Task brief —
Copy, from the entries below, each line where the word "negative" can be found.
——
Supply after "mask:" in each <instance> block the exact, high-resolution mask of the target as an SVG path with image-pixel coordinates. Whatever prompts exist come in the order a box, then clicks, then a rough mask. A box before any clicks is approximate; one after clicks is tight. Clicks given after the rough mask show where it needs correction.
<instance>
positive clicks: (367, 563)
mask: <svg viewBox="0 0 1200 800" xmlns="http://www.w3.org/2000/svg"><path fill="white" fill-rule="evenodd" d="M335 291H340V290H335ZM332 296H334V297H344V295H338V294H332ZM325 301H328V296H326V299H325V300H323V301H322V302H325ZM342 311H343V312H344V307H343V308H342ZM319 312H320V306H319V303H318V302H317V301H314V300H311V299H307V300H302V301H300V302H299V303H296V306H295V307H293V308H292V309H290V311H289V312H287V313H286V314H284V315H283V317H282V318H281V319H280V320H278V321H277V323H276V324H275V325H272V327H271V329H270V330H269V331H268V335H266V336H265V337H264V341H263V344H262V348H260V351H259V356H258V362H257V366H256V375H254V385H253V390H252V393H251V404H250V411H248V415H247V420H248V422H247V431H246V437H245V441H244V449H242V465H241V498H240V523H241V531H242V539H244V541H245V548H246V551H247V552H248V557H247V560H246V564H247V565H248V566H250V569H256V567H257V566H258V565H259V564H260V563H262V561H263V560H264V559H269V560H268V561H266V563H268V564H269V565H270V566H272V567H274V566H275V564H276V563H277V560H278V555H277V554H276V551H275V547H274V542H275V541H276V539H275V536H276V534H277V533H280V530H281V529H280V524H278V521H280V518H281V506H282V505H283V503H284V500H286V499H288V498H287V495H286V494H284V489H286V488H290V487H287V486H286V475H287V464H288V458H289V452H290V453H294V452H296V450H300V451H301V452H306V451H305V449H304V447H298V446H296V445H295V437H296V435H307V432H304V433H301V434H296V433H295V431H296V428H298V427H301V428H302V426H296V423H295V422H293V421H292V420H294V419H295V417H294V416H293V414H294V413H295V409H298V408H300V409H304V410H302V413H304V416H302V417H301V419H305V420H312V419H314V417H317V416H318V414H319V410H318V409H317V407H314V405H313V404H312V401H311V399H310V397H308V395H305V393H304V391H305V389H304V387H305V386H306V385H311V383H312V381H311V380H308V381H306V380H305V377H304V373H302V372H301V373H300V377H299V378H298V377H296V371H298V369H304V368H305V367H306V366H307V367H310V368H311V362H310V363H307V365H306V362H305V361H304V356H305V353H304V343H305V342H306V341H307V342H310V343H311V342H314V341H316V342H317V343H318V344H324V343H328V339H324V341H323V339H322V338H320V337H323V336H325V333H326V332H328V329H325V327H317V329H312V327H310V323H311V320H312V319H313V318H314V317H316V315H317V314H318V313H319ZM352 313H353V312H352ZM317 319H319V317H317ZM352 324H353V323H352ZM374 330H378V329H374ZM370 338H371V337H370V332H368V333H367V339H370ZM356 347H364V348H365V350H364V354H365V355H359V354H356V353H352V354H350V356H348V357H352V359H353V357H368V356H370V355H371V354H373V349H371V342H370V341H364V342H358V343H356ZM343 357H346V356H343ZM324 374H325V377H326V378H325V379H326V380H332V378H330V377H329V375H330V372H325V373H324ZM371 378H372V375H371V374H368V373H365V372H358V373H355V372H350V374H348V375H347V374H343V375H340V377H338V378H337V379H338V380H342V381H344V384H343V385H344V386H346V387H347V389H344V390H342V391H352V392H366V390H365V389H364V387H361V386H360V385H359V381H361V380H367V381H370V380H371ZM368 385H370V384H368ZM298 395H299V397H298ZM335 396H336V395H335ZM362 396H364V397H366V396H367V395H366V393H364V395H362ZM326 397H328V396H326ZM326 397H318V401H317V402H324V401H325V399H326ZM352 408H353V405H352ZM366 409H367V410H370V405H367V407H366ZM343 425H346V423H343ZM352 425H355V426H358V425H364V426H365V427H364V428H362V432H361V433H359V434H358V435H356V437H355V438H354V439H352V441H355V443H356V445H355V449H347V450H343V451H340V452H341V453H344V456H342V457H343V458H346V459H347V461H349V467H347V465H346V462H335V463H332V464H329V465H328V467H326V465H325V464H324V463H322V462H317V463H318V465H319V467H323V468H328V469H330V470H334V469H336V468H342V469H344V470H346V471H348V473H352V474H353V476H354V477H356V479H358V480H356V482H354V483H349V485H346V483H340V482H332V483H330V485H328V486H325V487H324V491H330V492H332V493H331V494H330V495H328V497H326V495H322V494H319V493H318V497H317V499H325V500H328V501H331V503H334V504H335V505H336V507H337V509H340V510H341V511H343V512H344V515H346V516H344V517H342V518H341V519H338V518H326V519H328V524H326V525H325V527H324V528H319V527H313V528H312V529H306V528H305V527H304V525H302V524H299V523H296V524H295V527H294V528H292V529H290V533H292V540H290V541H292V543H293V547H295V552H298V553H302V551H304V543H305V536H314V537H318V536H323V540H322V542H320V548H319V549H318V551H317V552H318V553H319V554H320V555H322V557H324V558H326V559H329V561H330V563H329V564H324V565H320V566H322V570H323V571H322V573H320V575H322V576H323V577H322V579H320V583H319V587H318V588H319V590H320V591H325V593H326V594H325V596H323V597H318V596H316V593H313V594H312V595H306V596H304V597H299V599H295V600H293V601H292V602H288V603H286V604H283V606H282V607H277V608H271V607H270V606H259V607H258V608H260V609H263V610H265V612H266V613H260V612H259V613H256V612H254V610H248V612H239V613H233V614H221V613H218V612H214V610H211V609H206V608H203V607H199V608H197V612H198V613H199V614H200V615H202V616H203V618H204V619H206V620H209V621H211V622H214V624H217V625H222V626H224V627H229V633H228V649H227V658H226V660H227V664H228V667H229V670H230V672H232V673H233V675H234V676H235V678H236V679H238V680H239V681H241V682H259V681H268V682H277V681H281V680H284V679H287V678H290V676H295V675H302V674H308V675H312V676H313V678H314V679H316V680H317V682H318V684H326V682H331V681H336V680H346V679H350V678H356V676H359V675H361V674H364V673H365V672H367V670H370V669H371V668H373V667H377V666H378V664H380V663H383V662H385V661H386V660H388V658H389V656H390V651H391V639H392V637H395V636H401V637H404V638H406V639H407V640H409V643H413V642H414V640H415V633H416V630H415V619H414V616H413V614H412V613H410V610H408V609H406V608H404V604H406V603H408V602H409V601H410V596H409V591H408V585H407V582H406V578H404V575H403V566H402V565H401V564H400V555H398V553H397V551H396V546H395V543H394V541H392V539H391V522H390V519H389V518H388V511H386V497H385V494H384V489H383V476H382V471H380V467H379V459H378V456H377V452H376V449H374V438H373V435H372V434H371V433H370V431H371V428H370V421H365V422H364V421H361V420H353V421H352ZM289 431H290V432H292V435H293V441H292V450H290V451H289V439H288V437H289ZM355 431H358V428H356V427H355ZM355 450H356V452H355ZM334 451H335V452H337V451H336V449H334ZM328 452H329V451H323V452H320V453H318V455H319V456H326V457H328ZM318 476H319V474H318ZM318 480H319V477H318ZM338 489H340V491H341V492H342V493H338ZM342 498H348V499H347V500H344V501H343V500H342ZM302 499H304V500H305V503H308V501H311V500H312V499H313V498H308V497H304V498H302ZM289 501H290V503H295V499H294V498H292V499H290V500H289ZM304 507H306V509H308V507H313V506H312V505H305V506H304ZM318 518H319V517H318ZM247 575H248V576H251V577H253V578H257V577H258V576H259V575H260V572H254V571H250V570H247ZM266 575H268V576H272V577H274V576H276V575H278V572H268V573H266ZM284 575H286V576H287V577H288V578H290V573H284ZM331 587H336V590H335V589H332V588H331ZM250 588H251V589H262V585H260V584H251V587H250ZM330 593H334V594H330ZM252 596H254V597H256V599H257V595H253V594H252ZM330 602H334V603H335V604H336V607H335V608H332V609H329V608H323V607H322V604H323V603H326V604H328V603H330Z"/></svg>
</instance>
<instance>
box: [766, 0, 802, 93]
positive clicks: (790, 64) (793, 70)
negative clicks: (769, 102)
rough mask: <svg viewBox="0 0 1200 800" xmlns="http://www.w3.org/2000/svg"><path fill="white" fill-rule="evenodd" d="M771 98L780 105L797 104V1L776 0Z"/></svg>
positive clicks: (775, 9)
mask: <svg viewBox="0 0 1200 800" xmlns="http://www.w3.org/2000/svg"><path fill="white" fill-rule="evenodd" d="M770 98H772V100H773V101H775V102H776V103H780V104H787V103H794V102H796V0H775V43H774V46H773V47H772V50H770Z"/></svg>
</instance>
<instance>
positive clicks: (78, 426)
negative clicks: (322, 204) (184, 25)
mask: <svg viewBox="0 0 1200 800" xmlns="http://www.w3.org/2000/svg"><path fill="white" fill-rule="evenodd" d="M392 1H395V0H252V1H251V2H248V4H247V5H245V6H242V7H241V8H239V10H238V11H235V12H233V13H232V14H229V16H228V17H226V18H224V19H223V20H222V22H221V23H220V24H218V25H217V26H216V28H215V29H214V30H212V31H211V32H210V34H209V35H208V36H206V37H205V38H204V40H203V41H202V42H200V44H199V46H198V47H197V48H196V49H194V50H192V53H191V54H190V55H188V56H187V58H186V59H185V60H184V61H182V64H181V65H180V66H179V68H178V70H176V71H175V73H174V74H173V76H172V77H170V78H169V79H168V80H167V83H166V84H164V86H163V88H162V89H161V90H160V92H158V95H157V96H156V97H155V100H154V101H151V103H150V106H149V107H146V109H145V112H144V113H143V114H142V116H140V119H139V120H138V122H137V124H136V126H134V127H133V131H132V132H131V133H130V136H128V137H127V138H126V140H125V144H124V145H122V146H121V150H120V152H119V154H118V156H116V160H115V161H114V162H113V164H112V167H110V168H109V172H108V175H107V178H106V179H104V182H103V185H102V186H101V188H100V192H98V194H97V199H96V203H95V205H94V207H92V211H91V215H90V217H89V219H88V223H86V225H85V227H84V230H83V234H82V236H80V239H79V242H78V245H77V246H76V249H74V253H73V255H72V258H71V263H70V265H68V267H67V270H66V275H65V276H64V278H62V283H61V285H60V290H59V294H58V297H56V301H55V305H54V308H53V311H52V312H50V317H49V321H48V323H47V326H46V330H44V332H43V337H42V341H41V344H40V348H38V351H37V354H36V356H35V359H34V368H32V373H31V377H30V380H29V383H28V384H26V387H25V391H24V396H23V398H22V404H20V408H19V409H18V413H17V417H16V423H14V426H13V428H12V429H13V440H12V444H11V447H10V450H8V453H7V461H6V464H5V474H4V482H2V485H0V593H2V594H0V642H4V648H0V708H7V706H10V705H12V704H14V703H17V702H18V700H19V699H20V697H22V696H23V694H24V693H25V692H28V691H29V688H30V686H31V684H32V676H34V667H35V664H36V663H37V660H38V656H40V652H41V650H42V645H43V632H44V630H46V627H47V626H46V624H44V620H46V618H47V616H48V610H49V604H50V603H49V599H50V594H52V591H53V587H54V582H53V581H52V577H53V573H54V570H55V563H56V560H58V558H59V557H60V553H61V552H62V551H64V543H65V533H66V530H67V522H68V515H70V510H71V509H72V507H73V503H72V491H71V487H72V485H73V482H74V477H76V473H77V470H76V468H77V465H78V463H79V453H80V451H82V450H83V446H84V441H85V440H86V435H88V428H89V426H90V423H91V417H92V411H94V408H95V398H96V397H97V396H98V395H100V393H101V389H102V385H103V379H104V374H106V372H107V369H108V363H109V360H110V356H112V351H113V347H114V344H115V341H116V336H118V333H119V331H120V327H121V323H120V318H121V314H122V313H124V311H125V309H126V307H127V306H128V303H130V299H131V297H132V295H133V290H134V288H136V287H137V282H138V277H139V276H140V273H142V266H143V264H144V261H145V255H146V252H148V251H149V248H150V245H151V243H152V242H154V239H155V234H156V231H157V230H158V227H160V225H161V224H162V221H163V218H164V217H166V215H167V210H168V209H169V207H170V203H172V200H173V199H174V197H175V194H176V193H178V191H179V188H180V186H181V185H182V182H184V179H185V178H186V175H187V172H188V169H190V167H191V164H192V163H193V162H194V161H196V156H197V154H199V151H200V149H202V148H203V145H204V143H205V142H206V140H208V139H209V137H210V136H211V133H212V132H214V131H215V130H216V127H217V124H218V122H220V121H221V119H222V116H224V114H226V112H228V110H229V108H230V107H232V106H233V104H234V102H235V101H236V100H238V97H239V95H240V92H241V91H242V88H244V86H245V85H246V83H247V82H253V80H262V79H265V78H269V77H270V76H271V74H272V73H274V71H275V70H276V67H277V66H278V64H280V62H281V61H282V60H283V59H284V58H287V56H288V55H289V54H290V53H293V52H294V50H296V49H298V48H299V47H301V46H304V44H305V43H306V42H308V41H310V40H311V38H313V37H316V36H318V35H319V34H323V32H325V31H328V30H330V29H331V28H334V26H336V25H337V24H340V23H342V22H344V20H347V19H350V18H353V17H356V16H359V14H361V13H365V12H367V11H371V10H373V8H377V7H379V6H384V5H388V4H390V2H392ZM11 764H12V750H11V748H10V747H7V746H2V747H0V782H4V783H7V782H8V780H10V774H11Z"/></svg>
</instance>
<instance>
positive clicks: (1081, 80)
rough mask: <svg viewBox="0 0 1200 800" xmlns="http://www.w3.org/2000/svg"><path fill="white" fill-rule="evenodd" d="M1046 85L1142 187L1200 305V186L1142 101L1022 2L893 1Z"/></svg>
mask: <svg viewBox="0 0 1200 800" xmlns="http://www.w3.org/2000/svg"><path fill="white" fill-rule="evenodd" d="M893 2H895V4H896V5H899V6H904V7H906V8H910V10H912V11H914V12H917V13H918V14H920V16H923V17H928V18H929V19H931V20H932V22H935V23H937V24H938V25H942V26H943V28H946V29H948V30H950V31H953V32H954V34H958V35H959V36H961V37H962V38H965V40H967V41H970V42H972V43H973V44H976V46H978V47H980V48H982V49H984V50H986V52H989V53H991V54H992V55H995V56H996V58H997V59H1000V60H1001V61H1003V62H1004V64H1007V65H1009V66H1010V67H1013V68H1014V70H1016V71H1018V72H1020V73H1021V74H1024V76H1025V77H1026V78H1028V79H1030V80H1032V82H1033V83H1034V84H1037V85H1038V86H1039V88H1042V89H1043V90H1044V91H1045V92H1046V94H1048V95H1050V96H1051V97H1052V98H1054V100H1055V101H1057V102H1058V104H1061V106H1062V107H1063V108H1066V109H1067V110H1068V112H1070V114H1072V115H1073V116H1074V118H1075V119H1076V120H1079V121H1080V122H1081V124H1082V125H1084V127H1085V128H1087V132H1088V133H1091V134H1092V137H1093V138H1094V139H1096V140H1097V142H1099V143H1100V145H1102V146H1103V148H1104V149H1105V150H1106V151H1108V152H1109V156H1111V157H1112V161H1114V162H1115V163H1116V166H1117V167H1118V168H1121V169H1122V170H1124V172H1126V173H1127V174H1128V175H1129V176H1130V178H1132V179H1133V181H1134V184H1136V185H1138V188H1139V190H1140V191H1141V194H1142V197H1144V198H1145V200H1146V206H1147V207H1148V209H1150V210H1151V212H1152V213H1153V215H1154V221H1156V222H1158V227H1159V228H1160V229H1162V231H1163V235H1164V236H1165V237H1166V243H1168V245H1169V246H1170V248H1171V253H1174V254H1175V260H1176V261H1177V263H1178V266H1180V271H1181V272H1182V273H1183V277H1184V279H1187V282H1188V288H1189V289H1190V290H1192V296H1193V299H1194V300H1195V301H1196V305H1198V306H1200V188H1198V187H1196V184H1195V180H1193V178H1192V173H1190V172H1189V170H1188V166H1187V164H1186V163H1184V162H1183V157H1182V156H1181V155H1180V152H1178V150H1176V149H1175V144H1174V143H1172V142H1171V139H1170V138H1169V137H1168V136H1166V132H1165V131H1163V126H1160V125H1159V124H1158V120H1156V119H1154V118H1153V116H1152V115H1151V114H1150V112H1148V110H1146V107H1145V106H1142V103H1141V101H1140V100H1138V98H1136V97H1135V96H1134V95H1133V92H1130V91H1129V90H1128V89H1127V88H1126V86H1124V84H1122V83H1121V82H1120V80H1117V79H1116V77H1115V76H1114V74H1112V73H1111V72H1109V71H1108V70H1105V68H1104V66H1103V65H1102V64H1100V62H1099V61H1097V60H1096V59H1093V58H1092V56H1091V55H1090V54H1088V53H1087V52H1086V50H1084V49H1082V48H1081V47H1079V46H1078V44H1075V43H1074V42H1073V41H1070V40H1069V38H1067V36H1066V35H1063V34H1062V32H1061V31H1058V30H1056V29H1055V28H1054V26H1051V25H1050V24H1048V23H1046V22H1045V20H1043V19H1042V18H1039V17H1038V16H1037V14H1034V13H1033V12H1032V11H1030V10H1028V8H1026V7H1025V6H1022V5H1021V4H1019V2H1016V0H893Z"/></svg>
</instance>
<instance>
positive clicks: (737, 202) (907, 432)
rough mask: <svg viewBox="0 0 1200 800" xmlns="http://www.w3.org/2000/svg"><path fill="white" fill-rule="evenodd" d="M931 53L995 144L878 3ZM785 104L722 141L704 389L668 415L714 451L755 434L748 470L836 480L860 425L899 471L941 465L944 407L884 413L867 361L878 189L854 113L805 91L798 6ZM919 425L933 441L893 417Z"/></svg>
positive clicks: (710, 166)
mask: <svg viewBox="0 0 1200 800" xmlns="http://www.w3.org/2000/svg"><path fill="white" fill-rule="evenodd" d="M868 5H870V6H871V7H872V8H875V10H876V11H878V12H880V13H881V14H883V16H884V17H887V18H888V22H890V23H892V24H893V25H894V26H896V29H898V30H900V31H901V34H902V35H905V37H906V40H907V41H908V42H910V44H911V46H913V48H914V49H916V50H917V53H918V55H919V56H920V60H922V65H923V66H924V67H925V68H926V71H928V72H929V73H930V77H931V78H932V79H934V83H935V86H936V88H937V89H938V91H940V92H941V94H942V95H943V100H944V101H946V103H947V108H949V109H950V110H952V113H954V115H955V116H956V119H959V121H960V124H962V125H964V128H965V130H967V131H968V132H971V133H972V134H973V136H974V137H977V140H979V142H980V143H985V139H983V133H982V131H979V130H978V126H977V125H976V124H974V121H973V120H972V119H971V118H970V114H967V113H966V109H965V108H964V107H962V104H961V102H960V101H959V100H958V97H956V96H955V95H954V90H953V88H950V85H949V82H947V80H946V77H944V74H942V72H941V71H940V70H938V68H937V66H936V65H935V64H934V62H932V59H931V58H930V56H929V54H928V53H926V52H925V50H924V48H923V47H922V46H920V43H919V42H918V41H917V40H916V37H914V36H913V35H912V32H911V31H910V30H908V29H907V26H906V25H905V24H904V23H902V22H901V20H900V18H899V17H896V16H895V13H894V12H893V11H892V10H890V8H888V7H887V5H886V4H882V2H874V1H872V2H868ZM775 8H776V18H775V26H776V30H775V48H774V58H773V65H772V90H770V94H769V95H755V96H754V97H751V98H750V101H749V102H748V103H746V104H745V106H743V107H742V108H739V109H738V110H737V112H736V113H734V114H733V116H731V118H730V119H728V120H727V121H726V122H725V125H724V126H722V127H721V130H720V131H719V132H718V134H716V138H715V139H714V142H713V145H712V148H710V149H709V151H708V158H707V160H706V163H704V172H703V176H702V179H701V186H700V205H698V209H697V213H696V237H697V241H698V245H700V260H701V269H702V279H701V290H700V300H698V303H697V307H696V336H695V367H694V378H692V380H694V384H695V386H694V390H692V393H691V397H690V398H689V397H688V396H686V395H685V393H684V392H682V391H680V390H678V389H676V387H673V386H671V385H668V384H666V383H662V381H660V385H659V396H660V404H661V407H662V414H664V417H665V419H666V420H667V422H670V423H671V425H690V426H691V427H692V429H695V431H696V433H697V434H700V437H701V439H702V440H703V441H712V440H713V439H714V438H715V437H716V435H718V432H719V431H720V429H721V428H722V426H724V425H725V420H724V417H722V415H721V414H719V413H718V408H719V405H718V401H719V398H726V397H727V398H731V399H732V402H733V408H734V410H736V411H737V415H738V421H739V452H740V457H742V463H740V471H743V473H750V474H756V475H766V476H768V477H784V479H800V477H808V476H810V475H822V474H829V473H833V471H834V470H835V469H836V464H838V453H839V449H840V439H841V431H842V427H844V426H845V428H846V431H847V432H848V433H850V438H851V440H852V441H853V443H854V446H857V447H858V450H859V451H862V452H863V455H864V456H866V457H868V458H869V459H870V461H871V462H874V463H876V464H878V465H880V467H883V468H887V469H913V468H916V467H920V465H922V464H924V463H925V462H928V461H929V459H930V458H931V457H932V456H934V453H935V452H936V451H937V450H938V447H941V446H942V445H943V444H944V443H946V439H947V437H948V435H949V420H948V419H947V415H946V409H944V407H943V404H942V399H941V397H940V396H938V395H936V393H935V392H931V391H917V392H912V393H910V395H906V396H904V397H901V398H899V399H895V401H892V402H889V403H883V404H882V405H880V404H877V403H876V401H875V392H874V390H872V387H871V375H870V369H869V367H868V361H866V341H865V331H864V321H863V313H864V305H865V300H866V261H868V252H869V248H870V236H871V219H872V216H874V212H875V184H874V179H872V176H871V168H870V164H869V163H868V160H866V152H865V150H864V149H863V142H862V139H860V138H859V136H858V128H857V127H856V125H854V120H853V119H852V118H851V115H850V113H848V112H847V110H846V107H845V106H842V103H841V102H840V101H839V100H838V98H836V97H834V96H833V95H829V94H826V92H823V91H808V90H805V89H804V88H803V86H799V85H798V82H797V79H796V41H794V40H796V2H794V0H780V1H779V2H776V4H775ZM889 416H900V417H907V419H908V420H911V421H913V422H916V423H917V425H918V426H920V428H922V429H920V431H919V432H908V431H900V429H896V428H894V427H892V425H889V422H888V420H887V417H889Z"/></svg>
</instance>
——
The answer —
negative clicks: (769, 102)
negative clicks: (322, 204) (184, 25)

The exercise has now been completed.